▶ Text segment:
________________________

Additionally, we have a new ad hoc committee of the board called the Mission Investing Committee, who is looking at our investment strategies. As a private foundation, we are required to spend a minimum of 5% of our endowment for charitable purposes each year, leaving up to 95% of our resources invested in the market and private equities. The goal is to align how that 95% is invested with our new strategic goals and values. Over the next six months, we will begin to shift how that money is being invested. Some of you may have heard the term ESG investing, which stands for: environment (clean energy and environmental justice), social (social and racial justice) and governance (diversity among the fund managers). We're going to take a deep look at ESG standards to revise our Investment Philosophy Statement and change our investment strategies.
We're also going to be looking at our Program-Related Investments (PRI), a tool that private foundations have to use a portion of their endowment to invest in their local communities. These could be low-interest or even no interest loans to drive community improvements in the city of Newark. Victoria Foundation has used this tool very infrequently in the past, and we want to dramatically step up our PRI program going forward.
Support For Current Nonprofit Partners During The Transition
How are you supporting nonprofit partners during the transition?

________________________

▶ Data shown:
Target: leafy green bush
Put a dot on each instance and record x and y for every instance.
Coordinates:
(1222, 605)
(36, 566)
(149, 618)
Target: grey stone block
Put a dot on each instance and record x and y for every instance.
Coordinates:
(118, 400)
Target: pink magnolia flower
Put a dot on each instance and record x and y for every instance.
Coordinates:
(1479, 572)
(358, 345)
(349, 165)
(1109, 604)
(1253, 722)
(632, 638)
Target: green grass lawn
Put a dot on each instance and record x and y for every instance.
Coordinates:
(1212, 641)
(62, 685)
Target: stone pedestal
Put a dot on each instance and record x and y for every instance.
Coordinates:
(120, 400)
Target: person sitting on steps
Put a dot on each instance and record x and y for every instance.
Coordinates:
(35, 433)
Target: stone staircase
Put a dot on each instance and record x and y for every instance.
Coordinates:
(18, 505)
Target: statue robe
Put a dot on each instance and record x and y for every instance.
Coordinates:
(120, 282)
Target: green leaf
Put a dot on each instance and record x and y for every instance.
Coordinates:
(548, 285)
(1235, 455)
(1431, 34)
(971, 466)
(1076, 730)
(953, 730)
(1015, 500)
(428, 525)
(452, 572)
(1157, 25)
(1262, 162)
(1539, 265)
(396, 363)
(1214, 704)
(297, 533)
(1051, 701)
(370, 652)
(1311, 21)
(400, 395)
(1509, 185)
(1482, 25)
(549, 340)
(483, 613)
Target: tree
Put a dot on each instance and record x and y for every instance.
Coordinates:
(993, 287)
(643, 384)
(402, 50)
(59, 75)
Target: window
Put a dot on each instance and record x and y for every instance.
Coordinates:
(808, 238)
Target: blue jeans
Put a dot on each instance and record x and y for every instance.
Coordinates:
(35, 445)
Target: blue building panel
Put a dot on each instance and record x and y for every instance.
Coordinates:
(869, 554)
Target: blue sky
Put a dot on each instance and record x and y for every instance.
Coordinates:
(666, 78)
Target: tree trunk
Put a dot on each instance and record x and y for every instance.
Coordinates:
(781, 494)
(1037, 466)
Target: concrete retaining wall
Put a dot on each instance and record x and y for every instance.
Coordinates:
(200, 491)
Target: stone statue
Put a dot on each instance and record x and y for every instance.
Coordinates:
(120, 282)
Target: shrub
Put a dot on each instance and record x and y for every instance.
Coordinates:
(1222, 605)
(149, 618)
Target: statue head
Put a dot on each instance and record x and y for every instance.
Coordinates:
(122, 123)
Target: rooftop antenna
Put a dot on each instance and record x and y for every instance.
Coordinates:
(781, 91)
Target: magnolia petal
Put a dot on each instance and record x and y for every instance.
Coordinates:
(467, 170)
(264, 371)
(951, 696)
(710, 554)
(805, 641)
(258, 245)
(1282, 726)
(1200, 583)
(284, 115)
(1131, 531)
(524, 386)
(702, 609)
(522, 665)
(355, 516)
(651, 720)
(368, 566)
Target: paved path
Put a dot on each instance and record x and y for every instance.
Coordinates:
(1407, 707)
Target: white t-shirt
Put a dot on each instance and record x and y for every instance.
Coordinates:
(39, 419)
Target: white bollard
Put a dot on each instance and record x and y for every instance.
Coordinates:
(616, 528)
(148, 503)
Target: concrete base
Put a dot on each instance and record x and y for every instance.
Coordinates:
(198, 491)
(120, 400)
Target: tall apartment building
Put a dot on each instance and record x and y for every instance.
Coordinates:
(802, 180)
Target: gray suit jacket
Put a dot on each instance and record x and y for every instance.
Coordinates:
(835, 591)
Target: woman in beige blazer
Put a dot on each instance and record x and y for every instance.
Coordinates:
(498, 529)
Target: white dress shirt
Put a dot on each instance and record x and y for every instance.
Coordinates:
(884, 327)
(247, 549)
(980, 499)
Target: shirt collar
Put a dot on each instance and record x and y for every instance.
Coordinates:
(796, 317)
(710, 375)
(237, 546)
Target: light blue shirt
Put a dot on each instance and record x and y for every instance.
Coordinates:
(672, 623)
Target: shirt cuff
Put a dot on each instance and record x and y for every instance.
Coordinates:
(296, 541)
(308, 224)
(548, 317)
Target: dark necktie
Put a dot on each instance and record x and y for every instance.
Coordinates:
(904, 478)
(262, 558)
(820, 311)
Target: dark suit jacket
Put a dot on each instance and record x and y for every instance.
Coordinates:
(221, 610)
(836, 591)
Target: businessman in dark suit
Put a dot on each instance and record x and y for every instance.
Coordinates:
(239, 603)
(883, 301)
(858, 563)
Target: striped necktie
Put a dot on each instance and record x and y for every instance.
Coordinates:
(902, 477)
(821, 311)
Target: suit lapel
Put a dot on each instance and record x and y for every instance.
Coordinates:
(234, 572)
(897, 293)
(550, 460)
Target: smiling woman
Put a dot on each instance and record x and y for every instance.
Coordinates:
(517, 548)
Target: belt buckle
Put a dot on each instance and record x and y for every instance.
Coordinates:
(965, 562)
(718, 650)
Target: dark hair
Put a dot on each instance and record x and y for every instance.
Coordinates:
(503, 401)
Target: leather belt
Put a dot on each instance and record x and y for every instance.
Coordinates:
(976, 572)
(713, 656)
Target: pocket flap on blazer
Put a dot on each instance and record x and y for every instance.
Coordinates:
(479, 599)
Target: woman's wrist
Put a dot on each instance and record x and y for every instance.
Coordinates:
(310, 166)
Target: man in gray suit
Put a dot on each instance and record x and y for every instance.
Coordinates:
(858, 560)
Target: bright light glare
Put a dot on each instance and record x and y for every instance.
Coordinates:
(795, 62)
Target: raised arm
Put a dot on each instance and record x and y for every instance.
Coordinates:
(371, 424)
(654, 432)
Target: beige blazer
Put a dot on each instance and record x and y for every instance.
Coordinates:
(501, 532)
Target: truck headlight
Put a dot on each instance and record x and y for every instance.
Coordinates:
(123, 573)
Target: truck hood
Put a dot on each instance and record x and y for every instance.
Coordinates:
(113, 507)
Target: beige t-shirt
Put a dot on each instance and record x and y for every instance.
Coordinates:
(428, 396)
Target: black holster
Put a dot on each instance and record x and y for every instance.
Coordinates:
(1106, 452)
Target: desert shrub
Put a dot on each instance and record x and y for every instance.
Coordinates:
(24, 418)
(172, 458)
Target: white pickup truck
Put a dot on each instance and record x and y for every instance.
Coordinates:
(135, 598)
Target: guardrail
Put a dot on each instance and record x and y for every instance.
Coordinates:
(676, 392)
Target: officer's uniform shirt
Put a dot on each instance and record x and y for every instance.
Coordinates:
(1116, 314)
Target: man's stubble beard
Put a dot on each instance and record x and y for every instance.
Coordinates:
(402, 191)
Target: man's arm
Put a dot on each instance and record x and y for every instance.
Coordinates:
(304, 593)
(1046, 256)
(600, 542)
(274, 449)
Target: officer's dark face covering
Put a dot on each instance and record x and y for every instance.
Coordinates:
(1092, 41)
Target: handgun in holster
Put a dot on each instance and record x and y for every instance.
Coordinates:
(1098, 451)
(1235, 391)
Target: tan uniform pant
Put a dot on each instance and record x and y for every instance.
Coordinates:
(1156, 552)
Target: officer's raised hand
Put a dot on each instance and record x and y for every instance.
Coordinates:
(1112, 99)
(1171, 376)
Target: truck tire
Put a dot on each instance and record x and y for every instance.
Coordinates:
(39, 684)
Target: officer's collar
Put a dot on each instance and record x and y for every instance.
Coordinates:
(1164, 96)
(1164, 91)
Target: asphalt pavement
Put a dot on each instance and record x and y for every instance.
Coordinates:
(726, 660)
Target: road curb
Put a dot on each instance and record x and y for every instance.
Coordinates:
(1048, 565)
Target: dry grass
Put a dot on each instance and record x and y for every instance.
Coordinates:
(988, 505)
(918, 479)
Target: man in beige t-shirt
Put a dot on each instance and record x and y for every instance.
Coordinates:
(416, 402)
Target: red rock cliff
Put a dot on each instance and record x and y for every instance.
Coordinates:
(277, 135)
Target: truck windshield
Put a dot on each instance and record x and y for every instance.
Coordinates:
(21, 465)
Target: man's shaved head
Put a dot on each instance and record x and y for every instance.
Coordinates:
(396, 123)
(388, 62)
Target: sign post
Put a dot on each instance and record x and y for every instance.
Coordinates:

________________________

▶ Work instruction A: In the Victoria Foundation excerpt, what minimum share of its endowment must the foundation spend on charitable purposes each year?
▶ Work instruction B: Extend the Victoria Foundation excerpt, starting after its last line.

▶ Answer space A: At least 5%.

▶ Answer space B:
We have been in touch with all of our current nonprofit partners through emails and a webinar about the new framework. We will share more information during one-on-one calls between Victoria Foundation staff and our current partners to discuss the specifics for each organization. In these conversations we will be able to hear reactions to the new framework, how it impacts each organization, and respond to additional questions. Hopefully we will have more information to share about how we will continue to communicate with nonprofit partners and how they can play a role to inform strategies moving forward, too.
How are you navigating the impact that this will have on organizations and issues you no longer fund?
We put a tremendous value on the work of nonprofits we have partnered with. This transition does not speak to the value and importance of that work, rather a focus and shift in our approach. We are conscious that making such a significant shift creates challenges for our nonprofit partners, some of whom we have been funding for decades.
We are trying to make the shift as smooth as possible, in ways that support and respect current work, and we are communicating with current nonprofit partners as information is ready. Our board of trustees unanimously passed three years of grant support for our nonprofit partners to provide a longer off ramp while we stand up the new framework.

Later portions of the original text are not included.